### PROMPT
A word-for-word copy of all entries is required, without images.

(Stored data)
—————

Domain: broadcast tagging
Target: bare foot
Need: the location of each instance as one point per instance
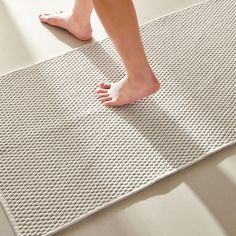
(80, 30)
(126, 91)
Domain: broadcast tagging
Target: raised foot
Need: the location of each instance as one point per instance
(81, 30)
(126, 91)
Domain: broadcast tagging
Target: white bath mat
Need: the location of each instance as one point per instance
(63, 156)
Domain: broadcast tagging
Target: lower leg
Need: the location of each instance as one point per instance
(77, 22)
(120, 21)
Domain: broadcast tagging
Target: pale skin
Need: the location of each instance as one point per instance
(120, 22)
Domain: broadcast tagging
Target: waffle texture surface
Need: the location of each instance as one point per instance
(63, 156)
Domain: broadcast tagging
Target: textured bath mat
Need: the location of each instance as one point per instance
(63, 156)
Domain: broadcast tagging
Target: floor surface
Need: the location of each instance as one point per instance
(198, 201)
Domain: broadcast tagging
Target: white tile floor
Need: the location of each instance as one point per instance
(199, 201)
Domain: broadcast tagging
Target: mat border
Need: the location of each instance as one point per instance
(11, 219)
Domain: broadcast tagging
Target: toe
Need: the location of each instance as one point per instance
(103, 95)
(101, 91)
(105, 99)
(110, 103)
(43, 17)
(104, 85)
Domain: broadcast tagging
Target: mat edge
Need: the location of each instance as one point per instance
(143, 187)
(107, 38)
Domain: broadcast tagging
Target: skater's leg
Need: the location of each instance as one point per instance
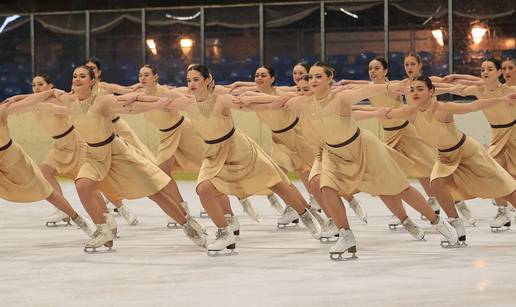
(335, 207)
(444, 197)
(86, 189)
(315, 185)
(209, 200)
(412, 197)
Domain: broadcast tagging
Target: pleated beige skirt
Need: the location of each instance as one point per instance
(238, 166)
(473, 173)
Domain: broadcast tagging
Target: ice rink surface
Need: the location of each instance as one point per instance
(156, 266)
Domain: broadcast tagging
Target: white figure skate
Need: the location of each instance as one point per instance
(249, 209)
(288, 217)
(224, 239)
(413, 229)
(359, 210)
(394, 222)
(233, 224)
(447, 231)
(128, 215)
(465, 213)
(458, 226)
(81, 223)
(275, 203)
(345, 243)
(330, 232)
(502, 220)
(432, 201)
(101, 237)
(111, 222)
(193, 231)
(56, 217)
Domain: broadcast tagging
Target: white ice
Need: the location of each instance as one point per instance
(156, 266)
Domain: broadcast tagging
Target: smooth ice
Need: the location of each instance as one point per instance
(156, 266)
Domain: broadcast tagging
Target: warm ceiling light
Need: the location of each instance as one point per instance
(186, 42)
(439, 36)
(152, 46)
(478, 30)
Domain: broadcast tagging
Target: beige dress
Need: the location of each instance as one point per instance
(123, 130)
(473, 172)
(177, 139)
(402, 136)
(352, 159)
(115, 162)
(20, 178)
(236, 166)
(502, 118)
(289, 149)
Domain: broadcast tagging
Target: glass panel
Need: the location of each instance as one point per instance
(354, 35)
(116, 41)
(292, 34)
(15, 62)
(422, 28)
(482, 31)
(232, 43)
(176, 36)
(60, 42)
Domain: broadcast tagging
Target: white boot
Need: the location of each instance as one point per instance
(311, 223)
(465, 213)
(128, 215)
(289, 216)
(413, 229)
(81, 223)
(275, 203)
(329, 232)
(502, 219)
(233, 224)
(359, 210)
(111, 222)
(101, 237)
(394, 222)
(432, 201)
(194, 233)
(56, 217)
(447, 231)
(223, 239)
(248, 209)
(345, 243)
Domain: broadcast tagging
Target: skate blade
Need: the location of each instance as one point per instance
(328, 240)
(393, 226)
(339, 256)
(173, 226)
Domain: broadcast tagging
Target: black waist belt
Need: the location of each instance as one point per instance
(62, 135)
(222, 139)
(459, 144)
(405, 124)
(6, 145)
(348, 141)
(179, 122)
(504, 125)
(105, 142)
(294, 123)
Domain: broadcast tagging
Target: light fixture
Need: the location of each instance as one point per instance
(186, 42)
(152, 46)
(438, 34)
(478, 30)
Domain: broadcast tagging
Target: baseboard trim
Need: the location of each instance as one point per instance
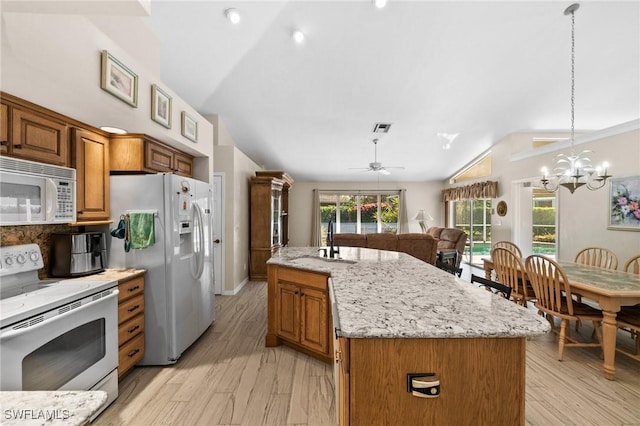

—————

### OUTPUT BELOW
Domain: broadcast tagging
Target: bare foot
Need: the location of each instance as one point per instance
(80, 30)
(126, 91)
Domain: broadcast tagging
Target: raised foot
Need: the location of each instance as one point per instance
(81, 30)
(126, 91)
Domain: broadcast tagging
Target: white bath mat
Need: the location of each instance as one point per instance
(63, 156)
Domain: broadcast tagging
Target: lower leg
Need: the location of each instance as one point per instance
(77, 22)
(120, 21)
Domain: broadcast tagging
Target: pale skin
Need: the location of each instance as one point per instance
(120, 22)
Domain: broadcast tagging
Target: waffle texture surface
Need: the location of each instance as one point per instance
(63, 156)
Domain: broadcast tagging
Target: textured bath mat
Need: the location of each instance as one point per instance
(63, 156)
Domain: broadcast tagging
Target: floor surface
Need: the location of each instance as one point per instance
(198, 201)
Domain: broadcast tagging
Target: white tile floor
Need: the location of each instance as one point per instance
(199, 201)
Domain: broadcast tagging
Target: mat border
Need: the location of each instance as one point per instance
(11, 219)
Domain: broadcast tagging
Target: toe
Need: the location of each instance as one point per instance
(103, 95)
(101, 91)
(105, 99)
(110, 103)
(43, 17)
(104, 85)
Domain: broadcast tagging
Target: mat edge
Need: the location of each instance as one point per instance
(143, 187)
(107, 38)
Domain: broadcast tagging
Target: skater's leg
Need: the location of each instance as one point per instance
(335, 207)
(444, 197)
(86, 189)
(315, 185)
(209, 200)
(412, 197)
Domain: broadcast tagging
Target: pleated beige skirt
Need: the location of each instance as one point per instance
(238, 166)
(473, 173)
Domain: broadcast tagging
Target: ice rink surface
Need: the location of each instance as one point per instance
(156, 266)
Domain: broadcast tagging
Target: white figure skate
Need: the location of each instance as one point per instance
(249, 209)
(288, 217)
(224, 239)
(413, 229)
(359, 210)
(394, 222)
(233, 224)
(447, 231)
(128, 215)
(465, 213)
(458, 226)
(81, 223)
(275, 203)
(345, 243)
(330, 232)
(502, 220)
(432, 201)
(101, 237)
(111, 222)
(193, 231)
(56, 217)
Domain: broadcast tagging
Target: white ice
Need: the location of each instance as one point per instance
(156, 266)
Domain: broadcast tagging
Target: smooth ice
Need: the location of each instance as one point per instance
(156, 266)
Domain: broadcast tagging
Target: warm ceiling light
Need: the location of each instance as one point per instance
(186, 42)
(439, 36)
(152, 46)
(478, 30)
Domain: broadcast tagging
Target: beige dress
Need: the location of each instance as one point per instance
(123, 130)
(473, 172)
(177, 139)
(402, 136)
(352, 159)
(115, 162)
(20, 178)
(236, 166)
(502, 118)
(289, 149)
Domain: broadcast tagging
Target: glass panel
Need: the location of each instance as one point per instance
(354, 35)
(116, 41)
(292, 34)
(15, 62)
(422, 28)
(482, 31)
(232, 43)
(176, 36)
(60, 42)
Domain: broadcast tagging
Target: white boot
Need: the location of each instance as one point per instance
(311, 223)
(465, 213)
(128, 215)
(289, 216)
(413, 229)
(81, 223)
(275, 203)
(329, 232)
(502, 219)
(233, 224)
(359, 210)
(111, 222)
(101, 237)
(394, 222)
(432, 201)
(194, 233)
(56, 217)
(447, 231)
(223, 239)
(248, 209)
(345, 243)
Domain: broadcast tagging
Target: skate blade
Need: the location of each instance as one point per instance
(328, 240)
(393, 226)
(339, 256)
(173, 226)
Domain: broadcast tagging
Target: black waist belt
Need: the location of each instance as one point per instance
(62, 135)
(222, 139)
(459, 144)
(405, 124)
(6, 145)
(348, 141)
(179, 122)
(504, 125)
(105, 142)
(294, 123)
Domain: broadcast tagging
Target: light fixture
Need: the location of each instance as one point per instance
(186, 42)
(152, 46)
(438, 34)
(478, 30)
Domain: broadcast tagging
Target: baseboard trim
Need: the location of each instance as one point per instance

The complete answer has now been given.